**ACTION ITEM:**
Only the lines from the one with "wiper in the photo above." to the end of the data below should be given again, exactly, with both ends included and pictures omitted.

Point localization data
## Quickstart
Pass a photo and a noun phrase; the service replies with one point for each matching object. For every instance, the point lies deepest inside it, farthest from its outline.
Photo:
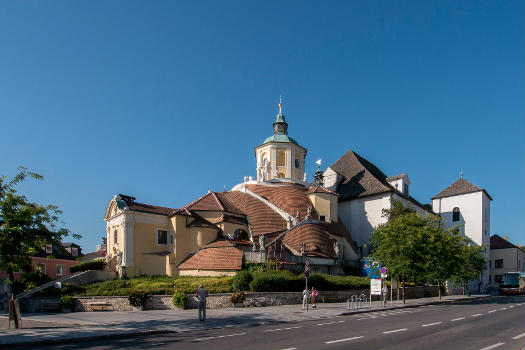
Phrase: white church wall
(474, 220)
(362, 215)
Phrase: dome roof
(280, 138)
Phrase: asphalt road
(484, 324)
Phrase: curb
(407, 306)
(165, 331)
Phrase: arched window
(281, 158)
(455, 214)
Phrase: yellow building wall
(145, 241)
(206, 273)
(325, 204)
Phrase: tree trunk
(403, 277)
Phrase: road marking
(340, 340)
(220, 336)
(397, 330)
(493, 346)
(281, 329)
(322, 324)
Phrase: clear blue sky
(165, 100)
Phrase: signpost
(306, 275)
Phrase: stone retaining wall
(219, 300)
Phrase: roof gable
(361, 177)
(496, 242)
(461, 186)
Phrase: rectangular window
(162, 237)
(40, 268)
(498, 264)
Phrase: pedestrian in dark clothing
(201, 295)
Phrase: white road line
(322, 324)
(492, 346)
(340, 340)
(281, 329)
(220, 336)
(396, 330)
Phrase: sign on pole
(375, 286)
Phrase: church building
(279, 216)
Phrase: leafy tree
(25, 227)
(397, 243)
(472, 262)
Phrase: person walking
(306, 295)
(313, 295)
(201, 294)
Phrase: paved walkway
(76, 326)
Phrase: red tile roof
(290, 198)
(261, 217)
(316, 237)
(219, 255)
(319, 189)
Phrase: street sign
(375, 286)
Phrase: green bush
(242, 280)
(88, 265)
(33, 279)
(271, 281)
(179, 299)
(137, 298)
(66, 302)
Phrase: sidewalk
(80, 326)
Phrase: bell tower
(280, 156)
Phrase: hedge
(88, 265)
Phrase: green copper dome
(280, 138)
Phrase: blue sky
(166, 100)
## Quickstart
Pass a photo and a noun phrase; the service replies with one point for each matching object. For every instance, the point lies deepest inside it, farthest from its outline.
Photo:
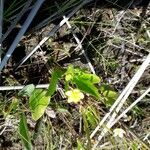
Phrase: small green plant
(77, 83)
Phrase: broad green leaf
(27, 90)
(91, 118)
(90, 77)
(86, 86)
(38, 103)
(109, 94)
(13, 106)
(57, 73)
(24, 133)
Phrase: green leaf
(90, 77)
(38, 103)
(91, 116)
(13, 106)
(109, 94)
(86, 86)
(57, 73)
(27, 90)
(80, 146)
(24, 133)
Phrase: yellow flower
(119, 132)
(74, 95)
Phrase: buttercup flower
(119, 132)
(74, 95)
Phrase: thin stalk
(51, 33)
(1, 26)
(21, 33)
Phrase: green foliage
(26, 91)
(80, 145)
(83, 80)
(13, 106)
(108, 94)
(24, 133)
(91, 116)
(57, 73)
(38, 102)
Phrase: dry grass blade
(1, 24)
(130, 107)
(21, 33)
(80, 46)
(51, 33)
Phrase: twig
(121, 99)
(18, 17)
(21, 33)
(19, 87)
(51, 33)
(1, 26)
(80, 46)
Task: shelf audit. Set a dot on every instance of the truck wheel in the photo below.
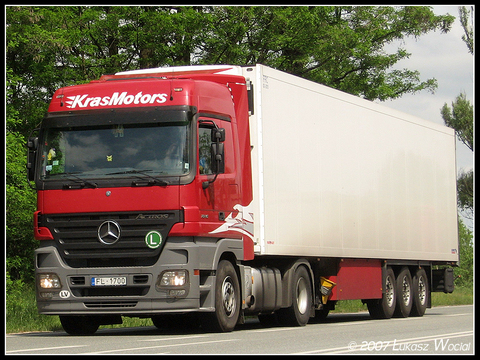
(79, 325)
(385, 307)
(404, 293)
(299, 313)
(227, 300)
(420, 293)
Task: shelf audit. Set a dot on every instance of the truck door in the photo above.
(219, 192)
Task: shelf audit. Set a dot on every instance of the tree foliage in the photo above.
(48, 47)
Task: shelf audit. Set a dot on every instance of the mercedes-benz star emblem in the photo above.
(109, 232)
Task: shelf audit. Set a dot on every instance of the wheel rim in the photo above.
(406, 291)
(302, 295)
(228, 292)
(389, 291)
(422, 290)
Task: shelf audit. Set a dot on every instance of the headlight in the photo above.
(173, 278)
(49, 281)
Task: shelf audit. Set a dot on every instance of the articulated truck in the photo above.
(218, 192)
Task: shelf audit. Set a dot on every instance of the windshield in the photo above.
(116, 150)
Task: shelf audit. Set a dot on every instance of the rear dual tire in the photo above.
(404, 296)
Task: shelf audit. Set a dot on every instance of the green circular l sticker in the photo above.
(153, 239)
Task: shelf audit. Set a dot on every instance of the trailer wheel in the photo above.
(404, 293)
(227, 300)
(385, 307)
(420, 293)
(79, 325)
(299, 313)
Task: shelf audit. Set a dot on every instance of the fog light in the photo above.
(49, 281)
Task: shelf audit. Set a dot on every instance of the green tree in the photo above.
(460, 118)
(467, 27)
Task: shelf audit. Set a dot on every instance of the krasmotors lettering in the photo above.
(116, 99)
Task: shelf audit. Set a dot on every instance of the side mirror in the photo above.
(218, 135)
(218, 159)
(32, 145)
(218, 162)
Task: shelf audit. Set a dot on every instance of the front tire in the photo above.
(227, 300)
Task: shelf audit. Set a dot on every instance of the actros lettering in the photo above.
(116, 99)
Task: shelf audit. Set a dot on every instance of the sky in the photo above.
(444, 57)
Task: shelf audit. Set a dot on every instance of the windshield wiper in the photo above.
(81, 183)
(151, 179)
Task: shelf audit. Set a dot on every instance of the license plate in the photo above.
(109, 281)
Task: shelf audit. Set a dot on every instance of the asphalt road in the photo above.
(442, 330)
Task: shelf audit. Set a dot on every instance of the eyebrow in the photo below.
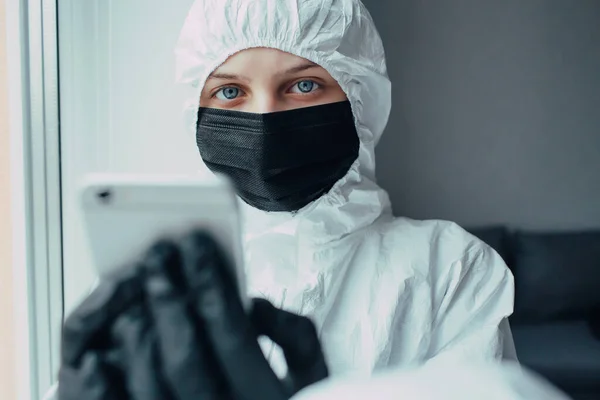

**WRITTEN REPLY:**
Task: shelf audit. Set a dot on every instance of the windshield wiper in the photo above.
(81, 183)
(151, 179)
Task: shelf audit. Set a dot on every instance of the license plate in the photo above.
(109, 281)
Task: shelf audit. Set a dot on every instance of the asphalt road in the photo above.
(442, 330)
Task: shelf audit. Set a dot on every instance of the eyebrow in the photo below.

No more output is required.